--- Start Material ---

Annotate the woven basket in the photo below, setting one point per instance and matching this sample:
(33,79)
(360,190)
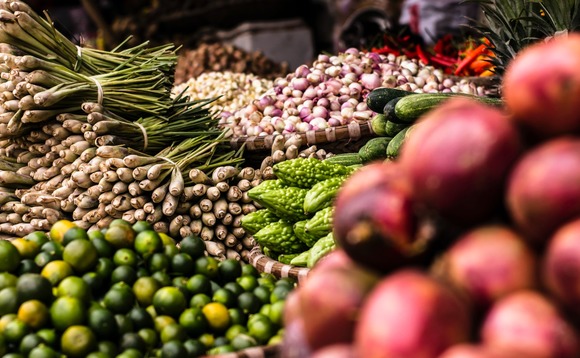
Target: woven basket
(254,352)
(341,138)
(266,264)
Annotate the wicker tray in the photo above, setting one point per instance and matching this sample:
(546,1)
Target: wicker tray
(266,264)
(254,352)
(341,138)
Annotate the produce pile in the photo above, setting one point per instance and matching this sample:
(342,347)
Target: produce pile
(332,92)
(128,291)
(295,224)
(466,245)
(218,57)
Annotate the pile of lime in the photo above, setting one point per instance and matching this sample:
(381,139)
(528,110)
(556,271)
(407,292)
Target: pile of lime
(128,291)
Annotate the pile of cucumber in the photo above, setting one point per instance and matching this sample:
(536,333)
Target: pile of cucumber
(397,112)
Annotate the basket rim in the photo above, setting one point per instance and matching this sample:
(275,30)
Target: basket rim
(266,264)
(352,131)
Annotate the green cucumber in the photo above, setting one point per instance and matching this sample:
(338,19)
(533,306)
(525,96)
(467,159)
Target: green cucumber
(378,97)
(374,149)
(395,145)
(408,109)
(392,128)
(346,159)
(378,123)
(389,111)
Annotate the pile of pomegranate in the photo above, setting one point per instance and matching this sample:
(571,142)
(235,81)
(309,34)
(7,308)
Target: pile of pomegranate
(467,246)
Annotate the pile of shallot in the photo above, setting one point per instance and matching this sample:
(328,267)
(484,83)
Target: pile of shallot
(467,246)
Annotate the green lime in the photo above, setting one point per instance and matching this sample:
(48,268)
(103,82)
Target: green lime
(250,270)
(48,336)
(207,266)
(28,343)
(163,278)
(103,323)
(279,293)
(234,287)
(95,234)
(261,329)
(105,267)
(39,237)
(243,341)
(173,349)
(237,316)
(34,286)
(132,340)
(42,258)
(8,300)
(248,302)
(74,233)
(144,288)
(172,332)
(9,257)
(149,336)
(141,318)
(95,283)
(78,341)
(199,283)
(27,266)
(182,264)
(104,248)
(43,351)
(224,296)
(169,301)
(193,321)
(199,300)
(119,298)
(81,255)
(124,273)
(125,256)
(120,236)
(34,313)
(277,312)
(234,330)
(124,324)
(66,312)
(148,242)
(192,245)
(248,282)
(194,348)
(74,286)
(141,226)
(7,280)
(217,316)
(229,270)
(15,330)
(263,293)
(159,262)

--- End Material ---
--- Start Material ---

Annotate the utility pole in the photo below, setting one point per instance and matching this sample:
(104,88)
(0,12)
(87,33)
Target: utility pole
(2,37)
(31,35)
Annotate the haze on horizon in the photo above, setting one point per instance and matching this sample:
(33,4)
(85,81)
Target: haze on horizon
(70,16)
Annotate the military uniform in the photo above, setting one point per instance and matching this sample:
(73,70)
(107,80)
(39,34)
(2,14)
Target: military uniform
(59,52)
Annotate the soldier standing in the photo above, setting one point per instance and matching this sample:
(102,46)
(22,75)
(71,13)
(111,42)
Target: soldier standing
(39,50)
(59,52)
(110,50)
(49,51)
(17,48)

--- End Material ---

Extract each line above that contains the string "basket", copying every such line in full.

Annotate the woven basket in the photo below, setting one point per instance and matching this sample:
Target: woven basket
Annotate the basket rim in the photo above, setting one point per instance and matching this sample:
Target: basket rim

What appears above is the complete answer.